• [What the task asks]
Copy out the lines from the one with "Indicate the dirt" up to and including the one with "x=12, y=102", requests and all, multiplying each coordinate in the answers by 2.4 and rounding to whole numbers, halves up. Leave the numbers in the requests and their sample formats unchanged.

>> begin Records supplied

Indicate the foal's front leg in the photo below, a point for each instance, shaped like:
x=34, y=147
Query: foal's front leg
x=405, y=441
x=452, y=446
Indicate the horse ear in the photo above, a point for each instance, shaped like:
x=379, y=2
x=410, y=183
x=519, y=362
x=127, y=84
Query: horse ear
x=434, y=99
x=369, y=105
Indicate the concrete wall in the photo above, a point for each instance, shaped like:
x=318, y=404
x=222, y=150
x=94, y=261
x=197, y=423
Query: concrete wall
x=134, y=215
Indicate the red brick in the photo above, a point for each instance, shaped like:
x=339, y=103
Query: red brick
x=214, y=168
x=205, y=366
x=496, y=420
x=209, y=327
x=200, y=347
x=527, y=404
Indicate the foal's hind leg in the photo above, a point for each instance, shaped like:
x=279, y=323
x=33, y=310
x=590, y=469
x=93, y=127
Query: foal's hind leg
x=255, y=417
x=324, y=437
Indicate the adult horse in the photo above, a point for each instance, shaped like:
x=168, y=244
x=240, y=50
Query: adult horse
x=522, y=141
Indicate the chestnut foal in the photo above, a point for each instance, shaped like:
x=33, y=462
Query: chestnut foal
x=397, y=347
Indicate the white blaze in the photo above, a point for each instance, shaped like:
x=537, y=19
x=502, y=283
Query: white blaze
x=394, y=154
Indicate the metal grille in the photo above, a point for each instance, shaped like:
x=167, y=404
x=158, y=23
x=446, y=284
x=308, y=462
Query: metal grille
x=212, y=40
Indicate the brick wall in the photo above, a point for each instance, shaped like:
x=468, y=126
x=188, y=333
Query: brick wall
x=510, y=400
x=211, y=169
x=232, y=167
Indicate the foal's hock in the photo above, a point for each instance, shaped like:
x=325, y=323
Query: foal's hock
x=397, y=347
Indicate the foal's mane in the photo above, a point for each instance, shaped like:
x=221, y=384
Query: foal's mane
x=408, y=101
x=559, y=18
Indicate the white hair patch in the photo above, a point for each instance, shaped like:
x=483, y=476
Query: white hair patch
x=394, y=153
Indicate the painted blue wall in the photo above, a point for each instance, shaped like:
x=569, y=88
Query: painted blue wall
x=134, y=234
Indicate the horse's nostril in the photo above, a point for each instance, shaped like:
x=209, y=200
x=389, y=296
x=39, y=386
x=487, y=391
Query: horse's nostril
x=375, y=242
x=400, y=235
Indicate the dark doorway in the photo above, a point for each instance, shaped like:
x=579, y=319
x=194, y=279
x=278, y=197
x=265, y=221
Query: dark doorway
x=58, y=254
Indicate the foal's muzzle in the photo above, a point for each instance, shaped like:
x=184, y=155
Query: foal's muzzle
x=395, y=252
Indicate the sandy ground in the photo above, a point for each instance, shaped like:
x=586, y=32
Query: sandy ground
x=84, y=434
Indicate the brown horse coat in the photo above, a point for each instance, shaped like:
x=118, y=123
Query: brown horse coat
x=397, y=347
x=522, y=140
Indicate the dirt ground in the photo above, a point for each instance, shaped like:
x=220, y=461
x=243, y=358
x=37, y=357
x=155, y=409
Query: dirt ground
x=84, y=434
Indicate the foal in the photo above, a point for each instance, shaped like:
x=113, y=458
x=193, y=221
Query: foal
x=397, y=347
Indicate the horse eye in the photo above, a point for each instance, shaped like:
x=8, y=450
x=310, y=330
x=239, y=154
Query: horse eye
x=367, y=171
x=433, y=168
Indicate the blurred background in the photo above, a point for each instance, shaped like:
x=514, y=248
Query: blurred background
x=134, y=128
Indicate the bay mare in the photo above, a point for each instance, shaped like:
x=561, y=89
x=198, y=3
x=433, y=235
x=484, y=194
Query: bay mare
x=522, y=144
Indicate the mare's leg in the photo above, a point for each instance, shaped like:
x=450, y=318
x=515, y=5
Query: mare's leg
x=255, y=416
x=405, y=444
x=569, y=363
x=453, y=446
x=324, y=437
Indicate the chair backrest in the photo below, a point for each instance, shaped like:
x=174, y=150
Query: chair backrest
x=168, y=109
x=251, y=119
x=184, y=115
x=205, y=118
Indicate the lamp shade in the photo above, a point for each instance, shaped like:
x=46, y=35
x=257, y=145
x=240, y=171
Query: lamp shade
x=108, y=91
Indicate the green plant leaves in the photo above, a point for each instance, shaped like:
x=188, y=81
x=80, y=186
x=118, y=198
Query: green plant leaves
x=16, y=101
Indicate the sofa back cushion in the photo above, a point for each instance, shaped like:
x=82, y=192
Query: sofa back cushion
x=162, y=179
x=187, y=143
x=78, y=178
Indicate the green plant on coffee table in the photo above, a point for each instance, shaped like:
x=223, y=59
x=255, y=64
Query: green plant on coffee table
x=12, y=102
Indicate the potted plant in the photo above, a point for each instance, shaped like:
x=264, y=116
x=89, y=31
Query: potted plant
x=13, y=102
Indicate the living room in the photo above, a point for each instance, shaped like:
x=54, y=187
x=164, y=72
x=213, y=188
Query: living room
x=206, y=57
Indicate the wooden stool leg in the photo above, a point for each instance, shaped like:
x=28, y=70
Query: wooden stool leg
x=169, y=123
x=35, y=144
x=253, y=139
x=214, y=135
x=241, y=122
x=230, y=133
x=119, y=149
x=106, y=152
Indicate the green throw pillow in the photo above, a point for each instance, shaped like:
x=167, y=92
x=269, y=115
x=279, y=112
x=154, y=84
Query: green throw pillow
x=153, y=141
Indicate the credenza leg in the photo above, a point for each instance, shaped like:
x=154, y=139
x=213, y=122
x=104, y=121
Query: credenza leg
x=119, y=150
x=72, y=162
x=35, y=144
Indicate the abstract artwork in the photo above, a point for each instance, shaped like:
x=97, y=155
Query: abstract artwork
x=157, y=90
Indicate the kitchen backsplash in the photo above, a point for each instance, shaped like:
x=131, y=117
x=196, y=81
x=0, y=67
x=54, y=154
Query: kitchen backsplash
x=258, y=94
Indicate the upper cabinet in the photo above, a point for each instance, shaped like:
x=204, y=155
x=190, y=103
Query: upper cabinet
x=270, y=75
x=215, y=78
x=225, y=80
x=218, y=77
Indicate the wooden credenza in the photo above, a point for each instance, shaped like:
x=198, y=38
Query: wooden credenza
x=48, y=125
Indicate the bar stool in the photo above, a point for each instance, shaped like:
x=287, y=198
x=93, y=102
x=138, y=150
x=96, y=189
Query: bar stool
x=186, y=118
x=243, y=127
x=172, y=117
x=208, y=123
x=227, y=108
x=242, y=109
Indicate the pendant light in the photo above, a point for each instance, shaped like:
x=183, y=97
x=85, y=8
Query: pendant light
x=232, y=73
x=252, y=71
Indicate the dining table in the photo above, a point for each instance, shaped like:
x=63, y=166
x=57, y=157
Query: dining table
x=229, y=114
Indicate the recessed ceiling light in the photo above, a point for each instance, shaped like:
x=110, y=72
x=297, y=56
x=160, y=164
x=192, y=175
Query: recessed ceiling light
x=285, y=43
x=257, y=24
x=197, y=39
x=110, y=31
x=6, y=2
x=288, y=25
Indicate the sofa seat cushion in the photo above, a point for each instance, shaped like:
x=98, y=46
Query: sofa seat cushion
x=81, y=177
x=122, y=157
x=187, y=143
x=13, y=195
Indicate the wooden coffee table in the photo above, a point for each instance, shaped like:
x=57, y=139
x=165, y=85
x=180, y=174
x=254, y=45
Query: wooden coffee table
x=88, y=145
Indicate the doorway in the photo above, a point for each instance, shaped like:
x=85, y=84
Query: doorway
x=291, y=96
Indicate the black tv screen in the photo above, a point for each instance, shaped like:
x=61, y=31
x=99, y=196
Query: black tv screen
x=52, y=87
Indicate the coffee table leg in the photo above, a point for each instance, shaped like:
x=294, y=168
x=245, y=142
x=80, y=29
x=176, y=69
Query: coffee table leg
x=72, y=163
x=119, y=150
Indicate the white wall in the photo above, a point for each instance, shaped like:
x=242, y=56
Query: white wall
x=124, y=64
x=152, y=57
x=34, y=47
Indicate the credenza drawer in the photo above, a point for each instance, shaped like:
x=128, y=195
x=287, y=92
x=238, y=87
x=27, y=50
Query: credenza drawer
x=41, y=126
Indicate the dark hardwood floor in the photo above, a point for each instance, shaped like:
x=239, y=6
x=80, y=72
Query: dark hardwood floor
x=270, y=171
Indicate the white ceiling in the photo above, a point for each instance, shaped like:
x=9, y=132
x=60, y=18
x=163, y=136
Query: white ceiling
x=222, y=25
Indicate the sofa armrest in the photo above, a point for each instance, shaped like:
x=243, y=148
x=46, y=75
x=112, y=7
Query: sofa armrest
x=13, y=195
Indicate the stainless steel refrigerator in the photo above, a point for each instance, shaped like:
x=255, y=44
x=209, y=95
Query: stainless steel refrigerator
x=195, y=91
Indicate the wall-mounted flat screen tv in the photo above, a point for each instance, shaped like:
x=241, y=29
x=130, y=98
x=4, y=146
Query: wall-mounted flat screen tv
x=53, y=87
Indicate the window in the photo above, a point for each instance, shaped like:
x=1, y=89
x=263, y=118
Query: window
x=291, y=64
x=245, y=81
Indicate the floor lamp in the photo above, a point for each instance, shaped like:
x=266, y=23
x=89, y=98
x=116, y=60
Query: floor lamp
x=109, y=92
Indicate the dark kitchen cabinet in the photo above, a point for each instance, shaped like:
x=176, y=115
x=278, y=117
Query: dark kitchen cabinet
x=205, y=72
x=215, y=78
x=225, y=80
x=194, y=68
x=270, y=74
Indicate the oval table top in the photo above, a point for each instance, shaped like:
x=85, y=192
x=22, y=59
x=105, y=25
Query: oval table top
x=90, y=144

>> end Records supplied

• [Solution for this task]
Indicate the dirt ground in the photo above, a point for each instance, shaped like:
x=220, y=461
x=243, y=358
x=37, y=357
x=155, y=409
Query: dirt ground
x=202, y=1042
Indicate the foal in the photo above, a point for each instance, shaped like:
x=113, y=458
x=193, y=221
Query: foal
x=953, y=833
Indicate the horse eye in the photo above, a point for each instance, shaped like:
x=8, y=450
x=310, y=330
x=239, y=154
Query: horse eye
x=881, y=410
x=1039, y=403
Indicate the blurred background in the photo above, a point for each instance, shaped like:
x=514, y=248
Query: blurred background
x=322, y=307
Indicate the bay mare in the photo above, a point for each instance, shaped like:
x=561, y=89
x=198, y=3
x=433, y=235
x=484, y=194
Query: bay mare
x=1253, y=346
Indicate the mare's leg in the photo above, a point for each instance, shaped like:
x=450, y=318
x=515, y=5
Query: mare's leg
x=612, y=998
x=972, y=1066
x=1366, y=871
x=1087, y=1070
x=778, y=1049
Indicate the chair backrest in the photo below, a point for each instance, shaped like:
x=174, y=150
Query: chair backrest
x=403, y=262
x=602, y=286
x=442, y=276
x=492, y=283
Indicate the lamp shade in the photo above, a point for each instance, shaped like:
x=46, y=35
x=257, y=145
x=240, y=171
Query: lamp shade
x=259, y=218
Indicate the green plant leaves in the photo above, a point for each instance, shaped like:
x=188, y=81
x=80, y=186
x=118, y=198
Query: green plant leaves
x=38, y=242
Indicate the sofa back cushion in the photo above, a point for each instance, shaped like:
x=82, y=192
Query: sofa back cushion
x=389, y=430
x=449, y=343
x=187, y=427
Indicate the green plant on coffee table in the photo above, a point for each instance, shaped like:
x=223, y=59
x=255, y=64
Query: green plant on coffee table
x=29, y=245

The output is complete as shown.